* _Given exercise A_: In the rows, swap "Tag" for "Mark" in everything from the line containing "Task: Where can the leafy" down to the line containing "[[608, 33], [510, 140], [116, 136]]", and return only those lines.

Podcast transcript: 

Elvis Polvon: Hi guys, welcome to Saint Stories! This is our co-host Elvis. 

Rebecca Irby: And Rebecca and with us today we have freshman accounting major, Whitney Hay and freshman computer science major, Carlos Balderas. Today’s topic for the podcast is advice to your younger self. So to start off, I’d like each of us to give three words to describe ourselves right now. 

Polvon: Lost, stressed out, and happy. 

Irby: Carlos?

Carlos Balderas: I think happy, calm, but yet energetic. 

Irby: Whitney?

Whitney Hay: I’d probably say organized, sporadic, and witty. 

Irby: I would describe myself right now as stressed, tired, kind of on edge. 

Polvon: So the only happy one is Carlos.

Courtesy photo
Carlos Balderas is a freshman computer science major at SCCC.

Balderas: Pretty Much!

Irby: Well… I mean, in general happy, but at this moment you know. Okay, so last week I was learning about how there’s like different seasons in our lives and chapters in our lives. Each chapter can suck but there’s also beauty in it. So what is a time in your life that you think you’ve grown from like the bad times. 

Hay: I personally feel like my lowest point in my life so far is probably last semester, my first semester of college, just because I went off and I chose to play basketball which was not a personal preference deep inside but I never expressed that. I didn’t realize how truly unhappy something can make you until you’re doing it full time. I don’t know, I was completely alone.

Irby: So where did you play basketball?

Hay: Bethany college. 

Irby: Carlos?

Balderas: Personally probably the worst time in my life has been the past three and a half years I think I’ve made a lot of personal mistakes, lots of life mistakes wasn’t really focused was dealing with a lot of anxiety depression and I feel now I’m able to grow in like, instead of taking trying to take a leap, I’m taking one foot at a time and really trying to grow as a person and I can see the difference especially within school. It’s the first time I’ve been focused and actually passionate about trying to learn something new.

Irby: So I feel like all of us were not even lying when we said anxiety. Do you think your anxiety has gotten worse when you’ve gone to college or has it gotten better?

Hay: Definitely a lot worse. Personally, I feel like my anxiety skyrocketed last semester whenever I was finally fully alone. I can’t really pinpoint a certain like reason why but I think that definitely at this age at the same time that you go to college my mind set and the way that I treat myself is not very good and causes a lot of anxiety and depression and stress.

Whitney Hay is a freshman accounting major at SCCC.

Irby: I kind of noticed that like no matter if you’re going to college here and you’re living with your parents, or you’ve gone somewhere… like even my friends who have gone to big universities have seen that they’ve had anxiety and I think maybe it’s because when you turn eighteen like everything… you’re supposed to have everything together. And you’re supposed to figure out what you want to do with your career, you’re supposed to have a lot of money to pay for this career, and you’re going to focus on growing up and that’s like all at once.

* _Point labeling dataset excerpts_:
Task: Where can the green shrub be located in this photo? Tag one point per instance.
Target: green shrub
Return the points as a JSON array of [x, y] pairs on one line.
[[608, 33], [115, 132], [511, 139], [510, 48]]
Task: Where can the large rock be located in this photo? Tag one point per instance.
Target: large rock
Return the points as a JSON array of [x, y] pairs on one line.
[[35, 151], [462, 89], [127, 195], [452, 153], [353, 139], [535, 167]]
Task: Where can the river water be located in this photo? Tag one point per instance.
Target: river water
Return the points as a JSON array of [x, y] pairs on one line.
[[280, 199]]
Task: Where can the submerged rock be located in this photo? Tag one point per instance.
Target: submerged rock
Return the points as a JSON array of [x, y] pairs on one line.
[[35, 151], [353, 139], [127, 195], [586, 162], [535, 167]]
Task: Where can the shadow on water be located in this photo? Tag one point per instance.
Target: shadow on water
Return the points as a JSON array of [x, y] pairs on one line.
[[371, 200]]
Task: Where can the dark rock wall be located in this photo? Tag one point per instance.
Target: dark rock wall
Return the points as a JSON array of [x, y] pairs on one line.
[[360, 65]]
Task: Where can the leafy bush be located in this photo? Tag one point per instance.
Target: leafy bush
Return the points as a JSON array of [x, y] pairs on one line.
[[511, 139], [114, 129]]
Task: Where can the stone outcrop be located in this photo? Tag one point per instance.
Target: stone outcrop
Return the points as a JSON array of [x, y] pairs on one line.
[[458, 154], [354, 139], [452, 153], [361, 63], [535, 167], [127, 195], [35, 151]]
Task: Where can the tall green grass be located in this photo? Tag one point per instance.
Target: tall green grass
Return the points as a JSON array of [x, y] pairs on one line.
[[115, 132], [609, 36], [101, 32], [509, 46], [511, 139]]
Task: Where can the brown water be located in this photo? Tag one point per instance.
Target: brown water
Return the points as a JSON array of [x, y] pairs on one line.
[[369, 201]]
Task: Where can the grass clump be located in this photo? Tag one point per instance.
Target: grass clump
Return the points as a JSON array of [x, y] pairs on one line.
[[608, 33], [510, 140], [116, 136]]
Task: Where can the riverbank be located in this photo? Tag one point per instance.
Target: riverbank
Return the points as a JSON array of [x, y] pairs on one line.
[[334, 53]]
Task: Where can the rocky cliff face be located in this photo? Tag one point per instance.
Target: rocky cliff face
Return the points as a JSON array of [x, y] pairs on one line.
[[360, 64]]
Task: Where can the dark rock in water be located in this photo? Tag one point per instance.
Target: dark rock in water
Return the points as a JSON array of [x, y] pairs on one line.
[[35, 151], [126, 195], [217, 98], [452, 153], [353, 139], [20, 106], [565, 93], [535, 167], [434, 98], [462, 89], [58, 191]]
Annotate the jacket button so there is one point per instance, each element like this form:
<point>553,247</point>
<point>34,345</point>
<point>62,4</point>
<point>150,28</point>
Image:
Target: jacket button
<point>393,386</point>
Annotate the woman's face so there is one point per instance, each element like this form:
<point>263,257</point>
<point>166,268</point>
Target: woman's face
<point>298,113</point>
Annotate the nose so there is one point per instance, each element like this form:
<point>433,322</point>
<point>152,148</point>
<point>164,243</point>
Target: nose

* _Given exercise B_: Write the next part of the podcast transcript, picking up right after its final line.

* _Written answer A_:
Task: Where can the leafy bush be located in this photo? Mark one point per instance.
Target: leafy bush
Return the points as a JSON array of [x, y] pairs on one line.
[[511, 139], [114, 129]]
Task: Where can the stone outcrop be located in this photo? Mark one point per instance.
Target: stone outcrop
Return the points as a JSON array of [x, y] pairs on one line.
[[458, 154], [354, 139], [452, 153], [361, 63], [535, 167], [127, 195], [35, 151]]
Task: Where can the tall green grass be located in this photo? Mark one point per instance.
Target: tall green grass
Return the points as a JSON array of [x, y] pairs on one line.
[[115, 132], [609, 36], [101, 32], [509, 46], [511, 139]]
Task: Where can the brown water be located in this photo? Mark one point per instance.
Target: brown water
Return the points as a JSON array of [x, y] pairs on one line.
[[369, 201]]
Task: Where can the grass clump be located in this photo? Mark one point per instance.
Target: grass clump
Return the points as a JSON array of [x, y] pairs on one line.
[[608, 33], [510, 140], [116, 136]]

* _Written answer B_:
Balderas: Personally I think it’s been the opposite for me. I feel like I’m more calm, a lot more collective and I think that’s because the past few years I really went through it. And now it’s just taking it one day at a time, really focusing on what I’m gonna do in class the next day, focusing on if I do this then one day it’ll pay, and I think that I’m so stressed it’s just not anxiety per se. 

Irby: So do you think the stuff you experienced before college has helped you prepare for the stress in college?

Balderas: Definitely I think it’s made a huge difference in my life. 

Hay: I think that makes more sense then as to why, I guess, mine started once I went to college… It was because not that I didn’t go through anything but I think my experiences weren’t as traumatic.

Irby: yeah. 

Polvon: I always try to tell myself that I can handle my anxiety and sometimes it gets super bad but I think I’ve learned how to manage it kind of because like well like senior year there was a moment when my anxiety was through the roof but like I don’t really do anything to help myself in that situation I kind of just thought like it’ll go away and getting into college, yeah, at the beginning like I was going through also kind of a rough patch it wasn’t super bad about but at the moment like I kind of release like if you want your anxiety to go down you’re going to have to take control in your life. I don’t know how to explain because you can’t take full control of your life but I started to like to tell myself “I’m okay!” but still knowing that not everything is okay but that’s okay.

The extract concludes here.